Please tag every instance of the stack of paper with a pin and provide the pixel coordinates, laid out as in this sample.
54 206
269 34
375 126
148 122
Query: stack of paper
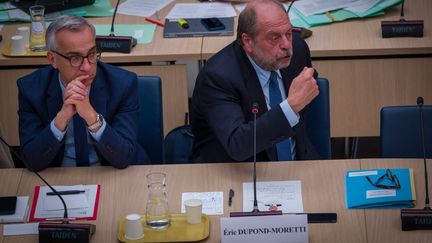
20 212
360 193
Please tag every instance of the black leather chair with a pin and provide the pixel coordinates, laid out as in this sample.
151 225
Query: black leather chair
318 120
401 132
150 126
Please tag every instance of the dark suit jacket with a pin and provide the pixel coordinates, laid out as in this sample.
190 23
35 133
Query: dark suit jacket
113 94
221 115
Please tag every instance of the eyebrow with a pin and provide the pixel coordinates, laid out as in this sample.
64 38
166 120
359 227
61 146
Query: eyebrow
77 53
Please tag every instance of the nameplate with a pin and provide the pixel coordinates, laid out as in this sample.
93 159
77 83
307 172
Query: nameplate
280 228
********************
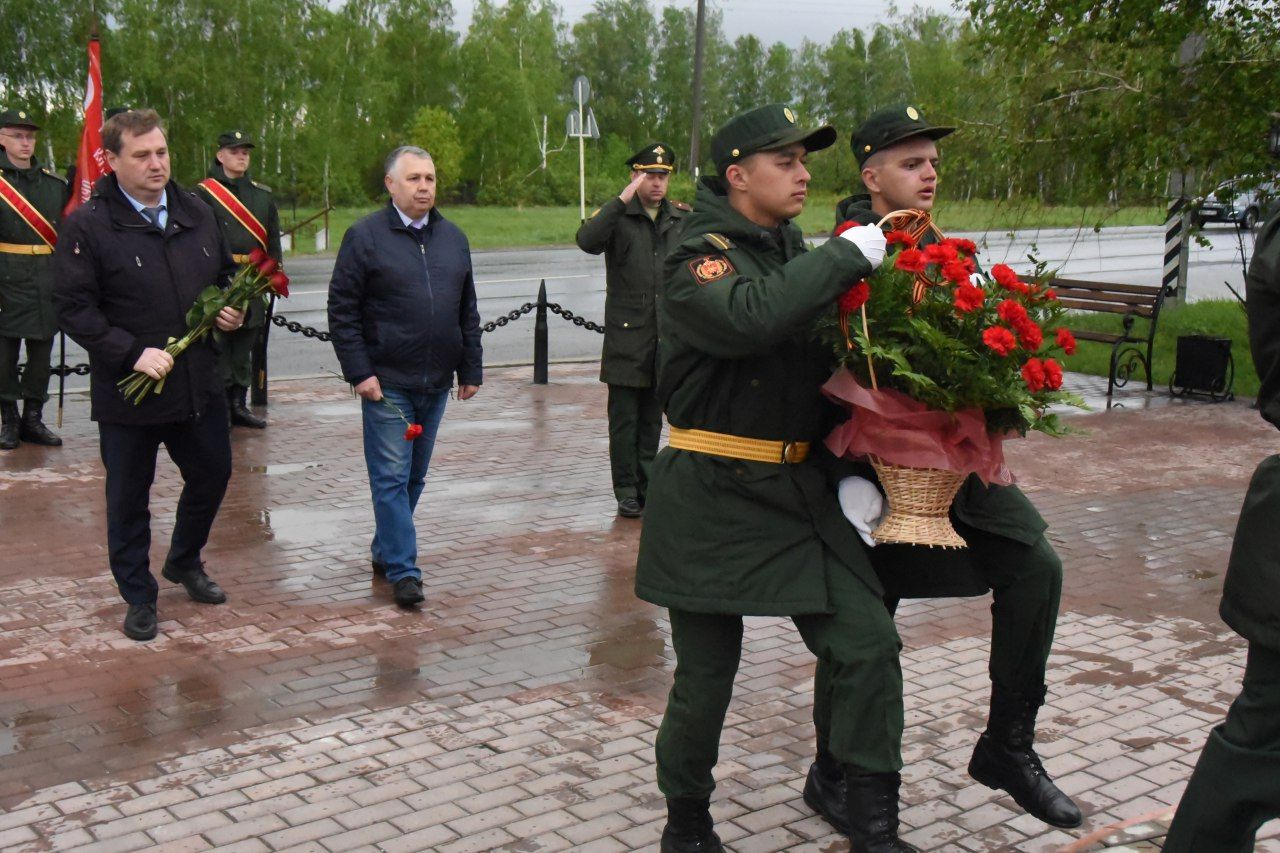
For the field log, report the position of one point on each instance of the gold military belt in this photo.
********************
WORK TO BE COMPLETED: Pick out each line above that contains the string "suit" and copy those lines. Uppercase and lowercase letters count as different.

SOLUTION FOR THIS PROBLEM:
Please tag every instance of the dark suit jacket with a pin and provide the pixel coordinates, laid out as in this sample.
Query: dark suit jacket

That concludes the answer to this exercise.